> Document section:

Lost Isle - "No access by land, boat only. Therefore, NO LAW!!"  (from Mark Plawchan)

Fresno

Ewell's - "Its Got all the basics cheep booze, cheep poo, a juke box, and hot bartenders!"  (sent anonymously)

Hollywood

Boardners - "Darkly lit. Cheap drinks. Good greasy food. Dirty rock 'n' rollers. And a host of disturbing regulars whom may or may not have teeth (if you go during daylight hours)."  (from Beer Goggles)

La Verne

Nick's Place - "This place is for beer drinkers as it is a beer only establishment but liquer can be found next door and there are always people getting high out back. Friendly staff that will let you know how they feel and pool tables. One block from ULV dorms = girls. Watch out for Police station across the alley though."  (from SOADweskey)

Locke

Al The Wops - "Babes Bikers Beer in this old Chinese town of Locke. STRONG Drinks and always a party. Famous Chilly cook off in May where they close the streets for one big drunk."  (from Shitty Smitty)

Long Beach

Alex's - "Stiff drinks being served by hot female bartenders with good punk playing load all the time."  (anonymous)

Los Angeles

St. Nick's Pub - "You can smoke and no one give s a shit. Hot drunk chics 24/7, and every now and then you can even catch a fucked up celebrity there too."  (anonymous)

Los Gatos

Mountain Charlie's  (from wasted)

Black Watch  (from wasted)

Newport Beach

Goat Hill Tavern - "more beers on tap 210+ than most places; pool tables in the expansion (it was such a good place they expanded to the place next door). no dress code, plenty of parking in the back to sleep off your evening.. the rumors of hookers and drugs are just exaggerations" (from barnacle)

Palm Desert

The Red Barn - "It's a relative 'dive' in the midst of hoity-toity upscale Palm Desert. The city fathers have tried for years to get rid of it as it doesn't fit their idea of what PD is. Typical, eh?"  (from m5todd)

Palo Alto

Antonio's Nut House (aka. The Nut House) - "This bar is bitchin! Good music, strong drinks and always a good crowd. It's NOT a YUPPIE BAR, like most in the town of Palo Alto (Yuppieville USA)... Any bar where you can throw peanut shells on the ground, drink with the tenders and smoke dope in the back is alright by me....hehe... Hucklebuckers will be 86ed!"  (from The Captain's Crew)

Pinole

Antlers - "There's a stuffed moose on the wall that they make girls kiss if it's their birthday. Jon at the bar is a friend of mine, he gets me my drinks for free."  (from G Money)

Rio Vista

The Pink Flamingo - "Bikers are Welcome there like Gods,There is always a couple of whores there that will suck your dick for a shot of anything. At 2:00am they lock the door and party till 6:00 am. Can you hang"  (from shittysmitty)

> Your objective:
Revise the bar listings, beginning at the words "St. Nick's Pub" and stopping after "Watch  (from wasted)", and replace "Black Watch" with "Black Sheep" in that stretch.

[Stored data entries]

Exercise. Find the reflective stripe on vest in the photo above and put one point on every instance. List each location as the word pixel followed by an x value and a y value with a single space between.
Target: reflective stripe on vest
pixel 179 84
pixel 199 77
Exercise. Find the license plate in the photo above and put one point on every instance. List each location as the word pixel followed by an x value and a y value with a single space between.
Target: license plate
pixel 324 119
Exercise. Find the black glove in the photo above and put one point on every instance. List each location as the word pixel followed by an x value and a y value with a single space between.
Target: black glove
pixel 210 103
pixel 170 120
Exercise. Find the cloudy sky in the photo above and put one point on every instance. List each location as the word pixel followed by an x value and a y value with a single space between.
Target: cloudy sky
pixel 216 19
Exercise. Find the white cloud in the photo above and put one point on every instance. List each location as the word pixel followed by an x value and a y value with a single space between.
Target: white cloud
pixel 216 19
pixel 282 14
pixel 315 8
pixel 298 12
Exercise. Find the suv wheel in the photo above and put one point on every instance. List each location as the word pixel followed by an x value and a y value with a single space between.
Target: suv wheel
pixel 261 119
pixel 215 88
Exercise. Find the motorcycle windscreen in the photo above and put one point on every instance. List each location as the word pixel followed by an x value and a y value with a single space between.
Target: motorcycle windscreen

> Answer box:
St. Nick's Pub - "You can smoke and no one give s a shit. Hot drunk chics 24/7, and every now and then you can even catch a fucked up celebrity there too."  (anonymous)

Los Gatos

Mountain Charlie's  (from wasted)

Black Sheep  (from wasted)